(TEXT)
ON MY MIND: Lessons on perspective
The other day I am working in my office and I see my friend, Carl Barberi, walking around the lake with his wife and daughter. Carl and Alison have done this regularly for years so that is not the surprise. The surprise is that Carl had just had brain surgery in Detroit a few days before.
I yelled out to cheer him on, even though he didn’t need it, and he gave me a big smile and a thumbs up.
I went back in and thought of what an example Carl is. How many of us think we should go for a walk or should do this or that – and for all kinds of lame reasons, we never do it? We never get up off our butts to do all we can with this gift we have called life.
You see, Carl, is battling a rare form of brain cancer and because of that, his priorities are clearly in order.
(End TEXT)
(DATA)
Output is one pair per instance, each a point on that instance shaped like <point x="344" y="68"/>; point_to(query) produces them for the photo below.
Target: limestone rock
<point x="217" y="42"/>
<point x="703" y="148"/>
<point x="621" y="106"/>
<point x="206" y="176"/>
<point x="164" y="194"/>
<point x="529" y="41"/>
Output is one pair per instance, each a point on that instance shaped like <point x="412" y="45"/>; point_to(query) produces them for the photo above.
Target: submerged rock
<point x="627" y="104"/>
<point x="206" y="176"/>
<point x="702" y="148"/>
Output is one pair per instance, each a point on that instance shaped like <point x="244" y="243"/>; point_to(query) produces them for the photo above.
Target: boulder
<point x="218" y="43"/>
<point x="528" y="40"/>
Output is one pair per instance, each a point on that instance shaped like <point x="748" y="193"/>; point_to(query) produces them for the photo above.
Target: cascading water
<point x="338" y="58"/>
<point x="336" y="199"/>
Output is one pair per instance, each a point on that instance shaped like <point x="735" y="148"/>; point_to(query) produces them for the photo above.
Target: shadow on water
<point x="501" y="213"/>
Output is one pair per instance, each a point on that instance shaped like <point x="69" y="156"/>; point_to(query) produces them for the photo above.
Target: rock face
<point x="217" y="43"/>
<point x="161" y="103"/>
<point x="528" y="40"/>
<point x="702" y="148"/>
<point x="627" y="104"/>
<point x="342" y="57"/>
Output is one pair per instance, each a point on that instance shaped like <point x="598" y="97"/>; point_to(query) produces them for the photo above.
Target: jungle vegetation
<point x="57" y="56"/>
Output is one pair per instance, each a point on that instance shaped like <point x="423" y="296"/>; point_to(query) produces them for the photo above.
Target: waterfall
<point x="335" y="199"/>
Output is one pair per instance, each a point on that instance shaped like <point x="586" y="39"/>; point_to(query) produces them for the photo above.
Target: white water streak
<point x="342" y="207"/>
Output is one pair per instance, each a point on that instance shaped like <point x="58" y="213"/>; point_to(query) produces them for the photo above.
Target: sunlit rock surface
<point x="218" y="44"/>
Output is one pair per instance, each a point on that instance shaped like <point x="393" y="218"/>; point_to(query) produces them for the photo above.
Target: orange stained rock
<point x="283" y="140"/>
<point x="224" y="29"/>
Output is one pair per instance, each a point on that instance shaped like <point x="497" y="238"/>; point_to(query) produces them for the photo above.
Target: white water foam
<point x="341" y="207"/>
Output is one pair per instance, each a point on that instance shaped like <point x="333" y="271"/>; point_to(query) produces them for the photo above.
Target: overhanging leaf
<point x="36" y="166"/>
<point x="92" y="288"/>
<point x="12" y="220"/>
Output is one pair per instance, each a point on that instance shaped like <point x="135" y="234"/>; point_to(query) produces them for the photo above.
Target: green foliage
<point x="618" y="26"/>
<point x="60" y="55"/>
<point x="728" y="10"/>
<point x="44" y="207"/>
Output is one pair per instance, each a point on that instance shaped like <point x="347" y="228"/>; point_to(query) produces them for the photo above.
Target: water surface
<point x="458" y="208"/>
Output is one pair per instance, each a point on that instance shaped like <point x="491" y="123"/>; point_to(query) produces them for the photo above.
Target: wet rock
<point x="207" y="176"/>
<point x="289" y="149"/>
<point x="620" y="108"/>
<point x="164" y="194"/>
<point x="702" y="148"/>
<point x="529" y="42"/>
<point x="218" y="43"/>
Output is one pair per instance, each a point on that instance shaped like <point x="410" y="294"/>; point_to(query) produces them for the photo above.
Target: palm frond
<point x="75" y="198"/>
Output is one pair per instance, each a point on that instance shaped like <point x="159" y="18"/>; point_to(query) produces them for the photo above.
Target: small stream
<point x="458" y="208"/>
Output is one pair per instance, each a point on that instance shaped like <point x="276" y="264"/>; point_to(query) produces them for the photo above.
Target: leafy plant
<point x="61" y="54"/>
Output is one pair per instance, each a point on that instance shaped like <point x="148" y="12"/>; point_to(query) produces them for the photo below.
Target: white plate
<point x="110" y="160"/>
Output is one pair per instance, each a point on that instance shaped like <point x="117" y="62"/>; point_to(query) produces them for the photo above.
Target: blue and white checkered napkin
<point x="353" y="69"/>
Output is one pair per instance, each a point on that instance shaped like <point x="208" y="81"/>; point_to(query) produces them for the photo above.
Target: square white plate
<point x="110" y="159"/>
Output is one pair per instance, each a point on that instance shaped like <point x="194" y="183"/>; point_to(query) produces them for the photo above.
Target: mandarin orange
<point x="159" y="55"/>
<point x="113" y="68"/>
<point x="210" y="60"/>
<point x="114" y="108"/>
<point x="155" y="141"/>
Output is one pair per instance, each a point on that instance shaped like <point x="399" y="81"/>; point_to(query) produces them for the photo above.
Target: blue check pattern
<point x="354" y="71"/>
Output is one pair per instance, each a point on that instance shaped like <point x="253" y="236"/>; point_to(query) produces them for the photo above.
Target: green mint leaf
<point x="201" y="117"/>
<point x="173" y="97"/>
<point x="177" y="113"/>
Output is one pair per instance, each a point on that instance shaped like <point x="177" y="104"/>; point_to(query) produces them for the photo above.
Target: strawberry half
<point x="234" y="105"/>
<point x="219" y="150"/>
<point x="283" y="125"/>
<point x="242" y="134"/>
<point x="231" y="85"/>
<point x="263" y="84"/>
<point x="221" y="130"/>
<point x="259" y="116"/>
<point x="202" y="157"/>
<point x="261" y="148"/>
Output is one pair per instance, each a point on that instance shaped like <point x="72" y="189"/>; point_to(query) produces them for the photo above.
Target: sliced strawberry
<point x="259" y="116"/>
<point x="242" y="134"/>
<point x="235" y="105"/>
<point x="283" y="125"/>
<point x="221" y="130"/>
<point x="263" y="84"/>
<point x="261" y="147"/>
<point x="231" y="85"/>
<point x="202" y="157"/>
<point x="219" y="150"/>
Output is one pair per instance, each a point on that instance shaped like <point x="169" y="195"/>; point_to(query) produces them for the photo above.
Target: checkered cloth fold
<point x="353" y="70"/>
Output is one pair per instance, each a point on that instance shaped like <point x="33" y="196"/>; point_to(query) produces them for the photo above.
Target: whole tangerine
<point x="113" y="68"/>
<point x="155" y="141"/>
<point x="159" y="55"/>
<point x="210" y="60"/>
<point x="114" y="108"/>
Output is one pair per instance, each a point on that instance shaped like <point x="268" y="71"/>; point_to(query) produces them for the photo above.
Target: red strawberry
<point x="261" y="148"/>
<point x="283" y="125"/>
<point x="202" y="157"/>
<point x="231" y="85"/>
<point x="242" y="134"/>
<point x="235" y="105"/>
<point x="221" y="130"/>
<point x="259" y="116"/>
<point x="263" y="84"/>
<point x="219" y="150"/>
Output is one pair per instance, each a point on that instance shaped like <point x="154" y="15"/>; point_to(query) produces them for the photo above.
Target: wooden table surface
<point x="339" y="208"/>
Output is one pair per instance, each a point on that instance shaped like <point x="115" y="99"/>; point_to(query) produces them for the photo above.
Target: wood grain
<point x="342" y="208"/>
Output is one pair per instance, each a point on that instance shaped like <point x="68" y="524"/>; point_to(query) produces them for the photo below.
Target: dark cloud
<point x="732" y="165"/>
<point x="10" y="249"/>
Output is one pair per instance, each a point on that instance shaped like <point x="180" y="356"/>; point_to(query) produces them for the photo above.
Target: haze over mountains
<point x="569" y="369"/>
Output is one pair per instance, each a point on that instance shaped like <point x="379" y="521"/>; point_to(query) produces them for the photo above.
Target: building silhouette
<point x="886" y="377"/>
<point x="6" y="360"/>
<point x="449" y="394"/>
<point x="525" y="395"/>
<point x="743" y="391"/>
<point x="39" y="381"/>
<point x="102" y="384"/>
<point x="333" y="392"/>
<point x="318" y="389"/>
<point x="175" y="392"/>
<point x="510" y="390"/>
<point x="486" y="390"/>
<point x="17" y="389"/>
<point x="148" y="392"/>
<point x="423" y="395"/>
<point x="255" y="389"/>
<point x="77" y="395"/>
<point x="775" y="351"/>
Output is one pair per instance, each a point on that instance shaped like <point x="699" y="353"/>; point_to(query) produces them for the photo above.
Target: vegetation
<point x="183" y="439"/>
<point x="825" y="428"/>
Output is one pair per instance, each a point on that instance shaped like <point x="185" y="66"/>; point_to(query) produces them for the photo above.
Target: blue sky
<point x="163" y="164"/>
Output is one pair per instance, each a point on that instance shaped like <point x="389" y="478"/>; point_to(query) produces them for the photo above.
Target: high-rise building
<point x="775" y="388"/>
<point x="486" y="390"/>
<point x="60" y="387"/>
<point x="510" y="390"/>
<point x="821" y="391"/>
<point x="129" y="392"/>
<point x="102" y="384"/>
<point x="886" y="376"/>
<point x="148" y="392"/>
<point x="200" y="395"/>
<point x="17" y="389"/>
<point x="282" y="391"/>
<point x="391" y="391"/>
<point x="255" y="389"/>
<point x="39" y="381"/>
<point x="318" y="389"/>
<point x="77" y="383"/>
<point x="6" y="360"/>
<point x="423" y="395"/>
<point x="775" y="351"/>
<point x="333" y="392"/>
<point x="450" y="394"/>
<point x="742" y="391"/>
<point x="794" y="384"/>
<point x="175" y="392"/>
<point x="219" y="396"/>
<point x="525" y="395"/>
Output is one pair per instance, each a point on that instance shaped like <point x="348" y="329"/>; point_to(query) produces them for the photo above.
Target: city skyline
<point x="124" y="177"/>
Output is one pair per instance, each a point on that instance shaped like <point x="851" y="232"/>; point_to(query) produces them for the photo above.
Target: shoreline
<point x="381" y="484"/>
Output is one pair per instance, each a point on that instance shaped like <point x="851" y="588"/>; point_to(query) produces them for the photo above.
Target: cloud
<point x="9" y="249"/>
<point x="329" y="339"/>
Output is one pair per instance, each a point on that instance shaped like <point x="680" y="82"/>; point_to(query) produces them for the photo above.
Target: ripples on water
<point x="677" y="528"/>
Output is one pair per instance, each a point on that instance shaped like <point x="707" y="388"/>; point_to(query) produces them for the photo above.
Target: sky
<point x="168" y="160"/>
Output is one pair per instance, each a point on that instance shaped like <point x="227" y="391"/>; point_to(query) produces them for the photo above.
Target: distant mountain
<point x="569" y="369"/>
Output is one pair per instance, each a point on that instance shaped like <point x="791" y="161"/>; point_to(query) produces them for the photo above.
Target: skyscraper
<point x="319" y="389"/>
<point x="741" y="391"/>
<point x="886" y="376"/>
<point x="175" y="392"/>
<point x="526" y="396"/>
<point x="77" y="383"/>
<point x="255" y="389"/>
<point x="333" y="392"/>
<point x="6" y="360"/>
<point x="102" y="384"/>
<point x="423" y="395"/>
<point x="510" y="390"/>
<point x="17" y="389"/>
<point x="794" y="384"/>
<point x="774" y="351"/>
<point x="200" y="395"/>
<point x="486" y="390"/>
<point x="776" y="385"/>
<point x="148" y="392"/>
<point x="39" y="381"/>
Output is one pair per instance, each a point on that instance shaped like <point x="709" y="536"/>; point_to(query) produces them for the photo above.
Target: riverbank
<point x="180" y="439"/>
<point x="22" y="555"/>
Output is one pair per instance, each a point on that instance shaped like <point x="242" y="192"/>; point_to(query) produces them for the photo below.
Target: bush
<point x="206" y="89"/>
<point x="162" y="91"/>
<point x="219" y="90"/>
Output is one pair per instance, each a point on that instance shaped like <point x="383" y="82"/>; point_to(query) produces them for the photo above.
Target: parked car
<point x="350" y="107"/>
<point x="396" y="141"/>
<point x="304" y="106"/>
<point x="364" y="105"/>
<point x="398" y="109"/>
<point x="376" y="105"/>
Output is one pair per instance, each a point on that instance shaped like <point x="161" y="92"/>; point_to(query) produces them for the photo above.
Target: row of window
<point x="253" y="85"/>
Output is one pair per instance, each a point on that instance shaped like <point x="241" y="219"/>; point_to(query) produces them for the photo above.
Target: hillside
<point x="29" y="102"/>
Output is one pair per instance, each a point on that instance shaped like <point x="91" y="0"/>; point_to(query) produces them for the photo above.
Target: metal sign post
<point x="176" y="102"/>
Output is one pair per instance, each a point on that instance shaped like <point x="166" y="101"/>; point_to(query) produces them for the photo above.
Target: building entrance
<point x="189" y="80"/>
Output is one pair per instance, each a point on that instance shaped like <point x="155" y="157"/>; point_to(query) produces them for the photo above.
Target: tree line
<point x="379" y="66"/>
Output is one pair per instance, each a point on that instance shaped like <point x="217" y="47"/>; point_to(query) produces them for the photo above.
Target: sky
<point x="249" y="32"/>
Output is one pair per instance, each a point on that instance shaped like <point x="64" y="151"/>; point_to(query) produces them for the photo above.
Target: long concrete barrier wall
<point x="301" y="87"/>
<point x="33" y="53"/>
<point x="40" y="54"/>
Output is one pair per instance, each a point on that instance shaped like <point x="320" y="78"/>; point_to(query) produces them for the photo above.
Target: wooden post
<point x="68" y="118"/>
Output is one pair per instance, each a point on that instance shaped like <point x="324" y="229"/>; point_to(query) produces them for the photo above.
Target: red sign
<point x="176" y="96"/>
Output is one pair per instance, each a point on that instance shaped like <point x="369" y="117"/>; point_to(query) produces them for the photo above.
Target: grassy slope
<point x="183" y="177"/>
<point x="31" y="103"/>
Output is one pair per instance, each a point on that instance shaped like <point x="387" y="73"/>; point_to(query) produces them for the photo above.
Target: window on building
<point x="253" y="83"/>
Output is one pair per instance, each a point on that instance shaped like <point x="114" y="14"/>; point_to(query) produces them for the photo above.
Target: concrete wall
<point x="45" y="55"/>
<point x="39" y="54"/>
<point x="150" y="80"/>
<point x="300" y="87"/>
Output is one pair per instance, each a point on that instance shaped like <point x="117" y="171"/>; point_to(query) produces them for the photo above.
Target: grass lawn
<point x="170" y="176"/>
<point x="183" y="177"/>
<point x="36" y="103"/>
(End DATA)
- WHAT TO PRODUCE:
Answer these questions from the column about Carl Barberi.
(a) In what city did Carl have brain surgery?
(b) Who was walking around the lake with Carl?
(c) What illness is Carl battling?
The lines have nothing to do with the column.

- ANSWER BOX:
(a) Detroit
(b) His wife and daughter
(c) A rare form of brain cancer